It's almost impossible to select highlights from this wealth of memories; the Queen's Silver Jubilee in 1977 (described in an earlier issue of Alresford Displayed provided several! An all-day event celebrating the 150th anniversary of Ropley School is another highlight, when a procession from Ropley to Bishops Sutton, of horse-drawn carts, and children in Victorian costume, slowed traffic on the A31 . The film of it preserved a record of a thatched cottage, once the original school, destroyed by fire later that hot summer. My lasting impression is a series of moments illustrating the sheer loveliness of the Hampshire countryside; deer at dusk on the edge of Bramdean Common; the impenetrable, neglected roses in full bloom around the ruins of Worthington Grange, before it was tidied up and made safe; masses of butterflies on Abbotstone Down', waterfowl on Alresford Pond watched from the garden of the Globe', in town, flourishing hanging baskets in summer and, in dark December evenings, the Christmas trees over every shop. Not long ago, I introduced a YTV colleague to Alresford, who asked (Why did you ever leave?'

In the summer of 1979, the ITV channel disappeared from the national screens for months due to industrial action, and my main source of income was locked up behind picket lines. My dog developed tumours and died in the autumn, despite excellent veterinary care. I was sad, and worried about the future. The strike was resolved, but freelance writers for Yorkshire Television would be wise to be on the spot, not trying to commute between Winchester and Leeds. I had openings for single plays, series episodes, more How We Used To Live; and by l980 a move 'up north' seemed to offer a glimmer of financial security. But Alresford still feels like home when I return.

**ACTIVITY LIST:**
(a) Condense the paragraph of the Alresford memoir beginning "In the summer of 1979" into a short bulleted list that keeps its main facts.
(b) From the Alresford memoir, extract the stretch from "In the summer" through "when I return.", word for word.

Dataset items
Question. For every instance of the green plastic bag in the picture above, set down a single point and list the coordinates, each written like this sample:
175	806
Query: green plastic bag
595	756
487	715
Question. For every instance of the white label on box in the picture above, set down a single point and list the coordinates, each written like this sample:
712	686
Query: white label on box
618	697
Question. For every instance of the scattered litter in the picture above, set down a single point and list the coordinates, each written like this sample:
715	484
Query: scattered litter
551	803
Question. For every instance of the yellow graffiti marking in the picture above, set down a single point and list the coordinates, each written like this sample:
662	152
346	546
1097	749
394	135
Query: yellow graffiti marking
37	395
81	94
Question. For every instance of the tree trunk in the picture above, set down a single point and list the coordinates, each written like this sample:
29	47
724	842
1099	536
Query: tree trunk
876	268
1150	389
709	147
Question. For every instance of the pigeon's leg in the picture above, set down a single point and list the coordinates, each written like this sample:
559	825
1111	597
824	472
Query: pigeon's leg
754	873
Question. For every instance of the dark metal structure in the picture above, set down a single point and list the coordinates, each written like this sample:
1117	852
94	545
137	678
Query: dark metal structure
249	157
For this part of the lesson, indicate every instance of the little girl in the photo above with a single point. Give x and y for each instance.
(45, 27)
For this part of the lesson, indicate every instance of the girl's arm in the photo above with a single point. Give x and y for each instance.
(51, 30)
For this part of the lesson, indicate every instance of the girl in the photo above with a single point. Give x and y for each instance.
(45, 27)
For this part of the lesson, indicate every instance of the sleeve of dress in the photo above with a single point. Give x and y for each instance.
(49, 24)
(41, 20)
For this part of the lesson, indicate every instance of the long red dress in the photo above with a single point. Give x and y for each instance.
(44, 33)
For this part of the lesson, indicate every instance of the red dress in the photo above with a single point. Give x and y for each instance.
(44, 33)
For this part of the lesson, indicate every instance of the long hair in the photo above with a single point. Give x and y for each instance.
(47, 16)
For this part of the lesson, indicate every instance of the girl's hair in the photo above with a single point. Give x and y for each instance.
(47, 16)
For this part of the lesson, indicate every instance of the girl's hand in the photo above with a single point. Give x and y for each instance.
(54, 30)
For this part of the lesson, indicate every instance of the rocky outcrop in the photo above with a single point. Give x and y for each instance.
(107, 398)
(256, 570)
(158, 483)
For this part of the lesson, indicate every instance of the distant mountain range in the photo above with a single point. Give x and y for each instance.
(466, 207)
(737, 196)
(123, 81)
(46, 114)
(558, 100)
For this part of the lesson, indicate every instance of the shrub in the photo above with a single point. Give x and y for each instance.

**TASK ANSWERS:**
(a)
- In summer 1979, industrial action took ITV off national screens for months, cutting off the writer's main income.
- The writer's dog developed tumours and died that autumn despite excellent veterinary care, leaving the writer sad and worried about the future.
- After the strike ended, it seemed wise for Yorkshire Television freelance writers to live nearby rather than commute between Winchester and Leeds.
- With openings for single plays, series episodes and more How We Used To Live, a move "up north" seemed to offer some financial security.
- Alresford still feels like home on return visits.

(b)
In the summer of 1979, the ITV channel disappeared from the national screens for months due to industrial action, and my main source of income was locked up behind picket lines. My dog developed tumours and died in the autumn, despite excellent veterinary care. I was sad, and worried about the future. The strike was resolved, but freelance writers for Yorkshire Television would be wise to be on the spot, not trying to commute between Winchester and Leeds. I had openings for single plays, series episodes, more How We Used To Live; and by l980 a move 'up north' seemed to offer a glimmer of financial security. But Alresford still feels like home when I return.